> _COMPITO 1_
Stabilisca se ciascuna delle seguenti affermazioni concorda con l'estratto, rispondendo sì o no e riportando fra virgolette le parole decisive del testo: (a) la solennità del Corpo e Sangue del Signore fu istituita da papa Urbano IV nel 1264; (b) Paolo scrive alla chiesa di Corinto trovandosi a Corinto; (c) la pericope di 1Cor 11,23-26 risale a un'epoca successiva ai Vangeli.
> _COMPITO 2_
Trascriva dall'estratto il tratto che va da "Allo stesso modo, dopo" fino a "finché egli venga.".

> _ESTRATTO_
SS. Corpo e Sangue del Signore – Anno C

“Tutto è grazia”: impariamo in famiglia la dinamica del dono

famiglia

(Foto: © Claus Mikosch - Fotolia.com)

di fra Vincenzo Ippolito

Una famiglia che non si racconta, una coppia che non trova il tempo per condividere, dei figli che non sono stimolati ad un quotidiano confronto di crescita sono come un albero senza fiori, non conoscerà la stagione dei frutti.

Dalla prima lettera di san Paolo apostolo ai Corinzi  (11,23-26)
 Fratelli, io ho ricevuto dal Signore quello che a mia volta vi ho trasmesso: il Signore Gesù, nella notte in cui veniva tradito, prese del pane e, dopo aver reso grazie, lo spezzò e disse: «Questo è il mio corpo, che è per voi; fate questo in memoria di me».
Allo stesso modo, dopo aver cenato, prese anche il calice, dicendo: «Questo calice è la Nuova Alleanza nel mio sangue; fate questo, ogni volta che ne bevete, in memoria di me». Ogni volta infatti che mangiate questo pane e bevete al calice, voi annunciate la morte del Signore, finché egli venga.

 

Prima di prendere il largo nel grande mare del Tempo Ordinario, la liturgia ci offre di celebrare il mistero della Presenza reale di Cristo nell’Eucaristia. Istituita da papa Urbano IV nel 1264, l’anno successivo al miracolo eucaristico di Bolsena, la solennità del Corpo e Sangue del Signore fissa l’attenzione della Chiesa sul memoriale della Pasqua di Gesù e richiama ogni cristiano a contemplare, nei segni umili del pane e del vino, la grandezza dell’amore di Dio per noi.

Intorno all’altare del Signore ci stringiamo come famiglia dei suoi figli per apprendere il segreto del rendere le nostre parole capaci di trasformare, con la forza dello Spirito, la nostra vita in dono.

L’Eucaristia, ricchezza e responsabilità della Chiesa

Tra i testi biblici proposti dall’odierna liturgia, ci soffermiamo su quanto l’apostolo Paolo scrive alla chiesa di Corinto. La pericope di 1Cor 11,23-26 è, infatti, la più antica testimonianza circa l’istituzione dell’Eucaristia, databile ancor prima dei Vangeli. L’Apostolo scrive intorno all’anno 53 dell’era cristiana, da Efeso dove ha fatto tappa alla fine del secondo viaggio missionario (cf. At 18,18-22). Le notizie che gli sono arrivate circa alcuni situazioni incresciose lo spingono ad indirizzare a quella Chiesa più di una lettera (1 e 2Cor), riportate nel Nuovo Testamento subito dopo l’Epistola ai Romani. Il testo della 1Cor sembra ben articolata intorno ad alcuni nuclei della predicazione paolina, ripresi e chiariti, come l’Apostolo è spesso costretto a fare, avversando il Nemico che cerca di rubare sempre il buon seme sparso con tanta larghezza.

Annotazioni dei contorni degli oggetti

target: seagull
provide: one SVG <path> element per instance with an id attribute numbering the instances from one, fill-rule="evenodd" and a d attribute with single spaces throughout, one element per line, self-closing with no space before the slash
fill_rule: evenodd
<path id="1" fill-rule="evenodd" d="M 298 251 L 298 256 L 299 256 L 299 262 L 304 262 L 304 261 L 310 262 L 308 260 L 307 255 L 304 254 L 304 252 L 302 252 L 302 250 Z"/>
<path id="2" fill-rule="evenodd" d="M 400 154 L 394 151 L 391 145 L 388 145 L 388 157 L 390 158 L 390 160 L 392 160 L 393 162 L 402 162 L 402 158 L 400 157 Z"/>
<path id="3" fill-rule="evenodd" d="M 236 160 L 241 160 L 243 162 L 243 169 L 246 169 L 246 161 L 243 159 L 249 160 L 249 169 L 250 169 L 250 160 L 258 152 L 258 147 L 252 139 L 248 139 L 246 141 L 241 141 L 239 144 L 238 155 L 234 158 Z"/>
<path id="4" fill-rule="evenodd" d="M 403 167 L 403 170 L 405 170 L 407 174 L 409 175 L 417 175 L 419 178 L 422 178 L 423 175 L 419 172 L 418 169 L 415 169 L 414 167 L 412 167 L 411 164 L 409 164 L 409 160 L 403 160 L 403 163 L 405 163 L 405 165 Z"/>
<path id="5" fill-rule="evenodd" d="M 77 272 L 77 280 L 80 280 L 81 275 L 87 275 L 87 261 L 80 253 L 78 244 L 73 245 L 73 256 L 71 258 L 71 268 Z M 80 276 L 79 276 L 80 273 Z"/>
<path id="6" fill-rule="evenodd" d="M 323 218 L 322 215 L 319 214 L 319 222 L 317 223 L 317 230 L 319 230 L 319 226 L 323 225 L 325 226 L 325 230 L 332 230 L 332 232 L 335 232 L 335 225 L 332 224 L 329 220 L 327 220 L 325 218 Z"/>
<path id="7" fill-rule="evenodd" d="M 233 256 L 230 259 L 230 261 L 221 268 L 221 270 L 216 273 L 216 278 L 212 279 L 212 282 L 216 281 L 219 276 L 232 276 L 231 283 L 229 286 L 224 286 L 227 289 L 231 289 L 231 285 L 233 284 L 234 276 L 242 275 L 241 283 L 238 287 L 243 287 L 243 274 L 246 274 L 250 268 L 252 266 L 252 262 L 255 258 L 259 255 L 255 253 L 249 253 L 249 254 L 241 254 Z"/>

> _SOLUZIONE COMPLETA 1_
(a) Sì: "Istituita da papa Urbano IV nel 1264".
(b) No: "da Efeso dove ha fatto tappa alla fine del secondo viaggio missionario".
(c) No: "databile ancor prima dei Vangeli".

> _SOLUZIONE COMPLETA 2_
Allo stesso modo, dopo aver cenato, prese anche il calice, dicendo: «Questo calice è la Nuova Alleanza nel mio sangue; fate questo, ogni volta che ne bevete, in memoria di me». Ogni volta infatti che mangiate questo pane e bevete al calice, voi annunciate la morte del Signore, finché egli venga.